Task description:
Locate each line in the listing below that contains the word "wrapping" and copy those lines.

Point annotation records:
[START]

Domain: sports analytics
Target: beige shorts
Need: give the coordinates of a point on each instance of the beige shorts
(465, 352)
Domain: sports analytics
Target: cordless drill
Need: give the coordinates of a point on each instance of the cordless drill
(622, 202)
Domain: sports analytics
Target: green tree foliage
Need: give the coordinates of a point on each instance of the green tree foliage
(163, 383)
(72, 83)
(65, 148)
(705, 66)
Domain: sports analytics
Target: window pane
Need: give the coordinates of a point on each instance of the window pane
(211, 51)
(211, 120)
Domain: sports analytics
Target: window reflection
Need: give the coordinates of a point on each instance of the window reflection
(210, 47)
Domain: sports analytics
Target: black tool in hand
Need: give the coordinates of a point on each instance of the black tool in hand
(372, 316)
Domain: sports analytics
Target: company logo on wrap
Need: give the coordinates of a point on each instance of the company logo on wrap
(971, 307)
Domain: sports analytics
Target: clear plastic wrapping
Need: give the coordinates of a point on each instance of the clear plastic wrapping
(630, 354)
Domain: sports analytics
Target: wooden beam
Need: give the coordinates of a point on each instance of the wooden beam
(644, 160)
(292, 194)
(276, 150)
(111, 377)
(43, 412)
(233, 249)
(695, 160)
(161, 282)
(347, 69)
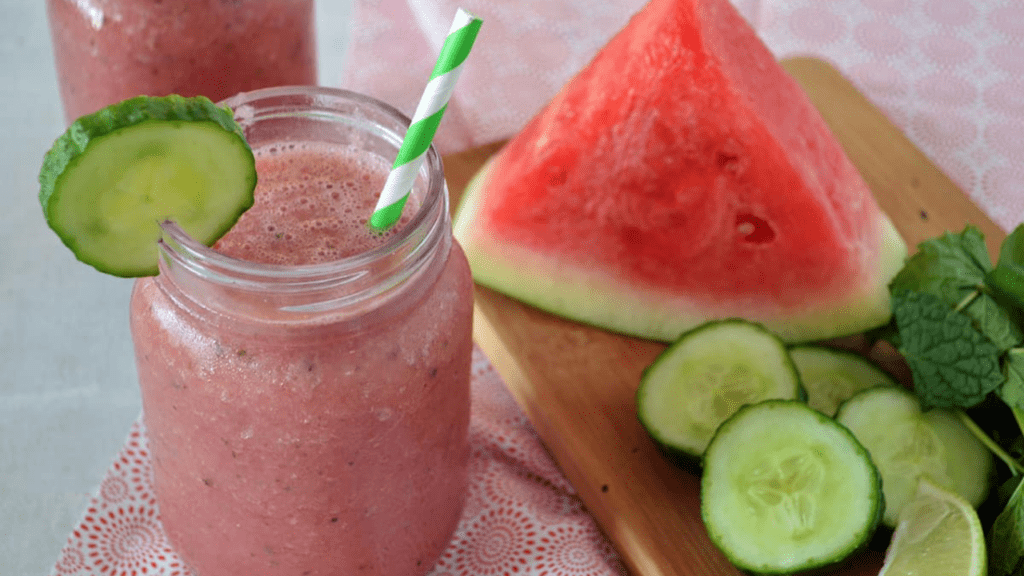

[END]

Reply to the exercise:
Target: clear plastic wrapping
Need: give the coordinates of a point on each instance of the clear plastic wrapping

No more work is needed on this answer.